- Task description:
Word-for-word transcription needed. Include every entry below but no pictures.

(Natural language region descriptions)
%%

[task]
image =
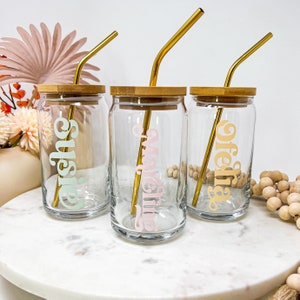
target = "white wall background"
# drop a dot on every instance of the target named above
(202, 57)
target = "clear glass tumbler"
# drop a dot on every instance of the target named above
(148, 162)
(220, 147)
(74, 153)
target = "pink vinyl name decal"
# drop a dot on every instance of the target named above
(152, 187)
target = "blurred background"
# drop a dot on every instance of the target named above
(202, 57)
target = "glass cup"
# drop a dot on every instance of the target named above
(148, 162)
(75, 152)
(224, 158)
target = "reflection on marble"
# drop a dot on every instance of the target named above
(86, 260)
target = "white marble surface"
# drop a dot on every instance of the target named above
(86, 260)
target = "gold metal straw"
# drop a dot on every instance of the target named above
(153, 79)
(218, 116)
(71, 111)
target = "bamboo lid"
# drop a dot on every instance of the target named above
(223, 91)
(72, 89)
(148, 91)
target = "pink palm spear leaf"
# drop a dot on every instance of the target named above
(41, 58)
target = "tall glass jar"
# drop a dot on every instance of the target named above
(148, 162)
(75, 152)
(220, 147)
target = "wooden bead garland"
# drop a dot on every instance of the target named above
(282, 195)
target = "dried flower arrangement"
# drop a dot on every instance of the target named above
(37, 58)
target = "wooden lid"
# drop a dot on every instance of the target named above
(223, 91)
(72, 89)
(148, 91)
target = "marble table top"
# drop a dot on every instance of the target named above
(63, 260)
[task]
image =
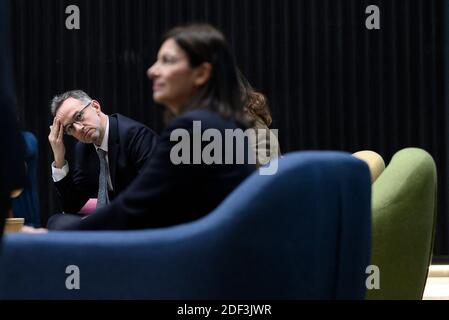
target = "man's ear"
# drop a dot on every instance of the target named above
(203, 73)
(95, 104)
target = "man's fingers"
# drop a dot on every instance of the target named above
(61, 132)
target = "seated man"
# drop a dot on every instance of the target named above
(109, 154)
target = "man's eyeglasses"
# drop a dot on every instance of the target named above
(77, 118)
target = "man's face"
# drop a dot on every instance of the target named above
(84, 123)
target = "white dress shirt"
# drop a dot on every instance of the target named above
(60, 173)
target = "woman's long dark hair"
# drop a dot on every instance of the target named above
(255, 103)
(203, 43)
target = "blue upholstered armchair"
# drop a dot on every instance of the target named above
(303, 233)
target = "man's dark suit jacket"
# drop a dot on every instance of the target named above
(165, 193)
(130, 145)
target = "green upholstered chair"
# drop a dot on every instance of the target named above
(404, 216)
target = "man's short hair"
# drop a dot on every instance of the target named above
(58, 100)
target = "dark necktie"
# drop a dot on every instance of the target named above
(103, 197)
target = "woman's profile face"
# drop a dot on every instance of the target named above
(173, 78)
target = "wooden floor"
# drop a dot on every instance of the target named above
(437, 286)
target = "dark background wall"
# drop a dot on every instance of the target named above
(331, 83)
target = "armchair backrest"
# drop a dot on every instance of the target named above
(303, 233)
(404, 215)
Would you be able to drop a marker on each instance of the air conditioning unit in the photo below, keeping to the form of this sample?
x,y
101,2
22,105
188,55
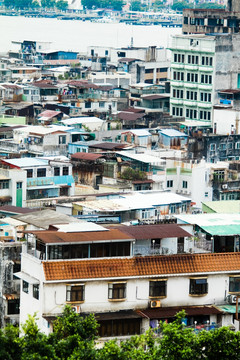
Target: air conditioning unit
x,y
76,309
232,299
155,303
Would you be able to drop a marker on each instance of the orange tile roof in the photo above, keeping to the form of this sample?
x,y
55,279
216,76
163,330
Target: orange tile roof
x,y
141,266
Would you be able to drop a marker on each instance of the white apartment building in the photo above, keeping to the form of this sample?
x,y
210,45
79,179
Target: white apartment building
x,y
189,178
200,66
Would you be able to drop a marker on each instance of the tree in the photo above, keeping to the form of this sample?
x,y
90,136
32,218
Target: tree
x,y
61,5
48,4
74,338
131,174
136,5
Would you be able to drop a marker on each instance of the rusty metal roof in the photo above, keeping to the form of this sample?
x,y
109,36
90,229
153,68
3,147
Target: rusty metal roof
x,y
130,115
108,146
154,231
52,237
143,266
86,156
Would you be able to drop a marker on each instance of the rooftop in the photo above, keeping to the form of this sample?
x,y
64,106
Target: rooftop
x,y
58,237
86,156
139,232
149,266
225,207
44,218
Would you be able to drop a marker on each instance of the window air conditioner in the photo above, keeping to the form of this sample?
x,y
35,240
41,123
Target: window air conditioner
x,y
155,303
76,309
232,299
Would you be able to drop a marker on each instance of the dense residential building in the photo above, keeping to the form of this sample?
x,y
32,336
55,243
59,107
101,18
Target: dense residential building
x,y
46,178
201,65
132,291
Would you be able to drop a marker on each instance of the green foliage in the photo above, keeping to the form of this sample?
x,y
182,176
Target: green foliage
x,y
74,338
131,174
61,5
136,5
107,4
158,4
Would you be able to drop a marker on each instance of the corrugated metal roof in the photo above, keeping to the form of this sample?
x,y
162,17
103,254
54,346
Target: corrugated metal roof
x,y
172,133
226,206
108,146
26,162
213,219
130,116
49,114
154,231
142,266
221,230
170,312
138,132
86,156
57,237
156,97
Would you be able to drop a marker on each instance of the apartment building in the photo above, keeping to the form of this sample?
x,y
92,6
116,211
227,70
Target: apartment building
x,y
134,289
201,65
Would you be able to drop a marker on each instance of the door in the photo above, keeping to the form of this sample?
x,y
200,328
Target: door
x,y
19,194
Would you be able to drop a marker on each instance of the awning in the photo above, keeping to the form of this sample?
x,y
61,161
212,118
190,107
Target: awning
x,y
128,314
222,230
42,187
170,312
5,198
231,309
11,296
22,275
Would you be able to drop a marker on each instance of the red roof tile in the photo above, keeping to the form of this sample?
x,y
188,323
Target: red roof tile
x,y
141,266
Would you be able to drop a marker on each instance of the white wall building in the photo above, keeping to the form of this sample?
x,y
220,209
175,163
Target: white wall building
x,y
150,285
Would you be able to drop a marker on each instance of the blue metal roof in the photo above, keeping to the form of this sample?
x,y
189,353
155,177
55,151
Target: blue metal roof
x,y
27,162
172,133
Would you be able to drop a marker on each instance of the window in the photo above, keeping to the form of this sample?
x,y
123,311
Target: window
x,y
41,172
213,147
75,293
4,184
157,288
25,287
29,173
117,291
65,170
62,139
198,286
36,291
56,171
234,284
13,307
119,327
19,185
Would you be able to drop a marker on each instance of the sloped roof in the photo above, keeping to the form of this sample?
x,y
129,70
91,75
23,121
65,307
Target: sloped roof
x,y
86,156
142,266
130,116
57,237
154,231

%%

- Finished task:
[task]
image =
target = "white wall background"
# drop a dot on every instance of the target named above
(202, 57)
target = "clear glass tumbler"
# drop a dot on every instance of the target named above
(148, 162)
(220, 147)
(74, 153)
target = "pink vinyl name decal"
# drop a dot on every instance of the target named above
(152, 187)
target = "blurred background"
# drop a dot on every instance of the target named above
(202, 57)
target = "glass cup"
# drop a dot on every instance of the target named above
(148, 162)
(75, 152)
(224, 158)
target = "reflection on marble"
# drop a dot on every instance of the target named above
(86, 260)
target = "white marble surface"
# drop a dot on every instance of the target named above
(86, 260)
target = "gold metal straw"
# drop a dot on every instance of the target named above
(153, 79)
(218, 116)
(71, 111)
target = "bamboo lid"
# drop a dot on every instance of the target named above
(223, 91)
(72, 89)
(148, 91)
target = "pink palm spear leaf"
# drop a dot on every instance of the target named above
(41, 58)
target = "tall glass jar"
# drop a dot on every instance of the target named above
(148, 162)
(75, 152)
(220, 147)
target = "wooden bead garland"
# drop a dot on every instance of the target named above
(282, 195)
target = "dried flower arrangement"
# drop a dot on every instance of the target named above
(37, 58)
target = "wooden lid"
# drop a dot on every instance of the target named above
(223, 91)
(72, 89)
(148, 91)
target = "marble table top"
# drop a dot on every instance of the target named above
(63, 260)
[task]
image =
target = "man's ear"
# drop a dot on every instance of the target named above
(203, 73)
(95, 104)
target = "man's fingers"
# drop a dot on every instance of the target named above
(61, 132)
target = "seated man"
# drop a dot on every instance of the target named above
(109, 154)
target = "man's eyeglasses"
# drop a dot on every instance of the target named above
(77, 118)
target = "man's face"
# drop a dot on every instance of the target named above
(84, 123)
target = "white dress shirt"
# drop a dot on every instance of the target named above
(60, 173)
target = "woman's long dark hair"
# drop a dot on every instance of the target named above
(255, 103)
(203, 43)
target = "blue upholstered armchair"
# drop a dot on every instance of the target named above
(303, 233)
target = "man's dark suit jacket"
# drop a dot on every instance of the target named above
(165, 193)
(130, 145)
target = "green upholstered chair"
# drop a dot on every instance of the target named above
(404, 216)
target = "man's short hair"
# drop a dot on every instance of the target named above
(58, 100)
target = "dark necktie"
# drop a dot on every instance of the target named above
(103, 197)
target = "woman's profile face"
# drop a dot on every instance of the target named above
(173, 78)
target = "wooden floor"
# drop a dot on every instance of the target named above
(437, 286)
target = "dark background wall"
# drop a dot on every instance of the target named above
(331, 83)
target = "armchair backrest"
# drop a dot on every instance of the target named above
(303, 233)
(404, 215)
Would you be able to drop a marker on each instance of the air conditioning unit in the photo below, keeping to the form of this sample?
x,y
101,2
22,105
188,55
Target: air conditioning unit
x,y
76,309
232,299
155,303
Would you be able to drop a marker on each instance of the orange tile roof in the photo above, keeping to the form of this sample?
x,y
55,279
216,76
163,330
Target: orange tile roof
x,y
141,266
Would you be able to drop a marker on each instance of the white apartment building in the photo above, keeping to the form of this sample?
x,y
210,45
79,179
Target: white apartment building
x,y
189,178
200,66
Would you be able to drop a marker on each instance of the tree in the photo above, keeping to the form of this sample?
x,y
90,136
32,218
Target: tree
x,y
61,5
48,4
74,338
131,174
136,5
Would you be able to drop a marker on each instance of the rusty metal roof in the photo above, keeping to the form of this sample?
x,y
109,36
90,229
153,68
3,147
Target: rusty metal roof
x,y
130,115
108,146
154,231
52,237
143,266
86,156
Would you be able to drop a marker on each instance of the rooftop in the photo above, keeping to the form of this sample?
x,y
64,106
Target: rooftop
x,y
58,237
86,156
139,232
149,266
225,207
44,218
Would you be able to drop a marker on each instance of the window air conditioner in the photo above, keeping to the form of this sample?
x,y
35,240
41,123
Target: window air conditioner
x,y
155,303
76,309
232,299
Would you be able to drop a marker on each instance of the dense residential building in the photo above, keeping to the form of this sample?
x,y
32,336
55,243
59,107
101,18
Target: dense residential building
x,y
46,178
201,65
132,291
Would you be able to drop a marker on each instance of the green foliage in the photo above, keeping to the form of this sample?
x,y
182,176
Target: green foliage
x,y
74,338
131,174
61,5
136,5
107,4
158,4
Would you be able to drop a marker on each instance of the corrugated metal roof in the photo above, keeping to the form of this sample?
x,y
162,17
103,254
54,346
Target: corrugated metal roof
x,y
172,133
226,206
108,146
26,162
213,219
130,116
49,114
154,231
142,266
221,230
170,312
138,132
86,156
57,237
156,97
Would you be able to drop a marker on each instance of the apartment building in the photo above, keeping to the form of this sample?
x,y
92,6
116,211
227,70
Target: apartment building
x,y
134,289
201,65
Would you be able to drop a marker on each instance of the door in the photo above, keeping to the form of this sample?
x,y
200,328
Target: door
x,y
19,194
Would you be able to drop a marker on each instance of the awning in the photo above, keeping to the form of this sample?
x,y
61,161
212,118
190,107
Target: awning
x,y
128,314
222,230
42,187
170,312
5,198
231,309
11,296
22,275
Would you be able to drop a marker on each instance of the red roof tile in the photo above, keeping to the form of this sample?
x,y
188,323
Target: red roof tile
x,y
141,266
Would you be able to drop a marker on each instance of the white wall building in the photo above, keeping to the form of this sample?
x,y
220,209
175,163
Target: white wall building
x,y
150,285
Would you be able to drop a marker on each instance of the blue metal roof in the photo above, keeping to the form of this sample?
x,y
189,353
155,177
55,151
Target: blue metal roof
x,y
27,162
172,133
Would you be able to drop a marker on each instance of the window in the photo above, keeping to the form of this sample?
x,y
123,311
Target: window
x,y
41,172
213,147
75,293
4,184
157,288
25,287
29,173
117,291
65,170
62,139
198,286
36,291
56,171
234,284
13,307
119,327
19,185
Would you be able to drop a marker on each instance of the sloped roof in the photo above, keeping to the form of this sample?
x,y
129,70
91,75
23,121
65,307
Target: sloped roof
x,y
86,156
142,266
130,116
57,237
154,231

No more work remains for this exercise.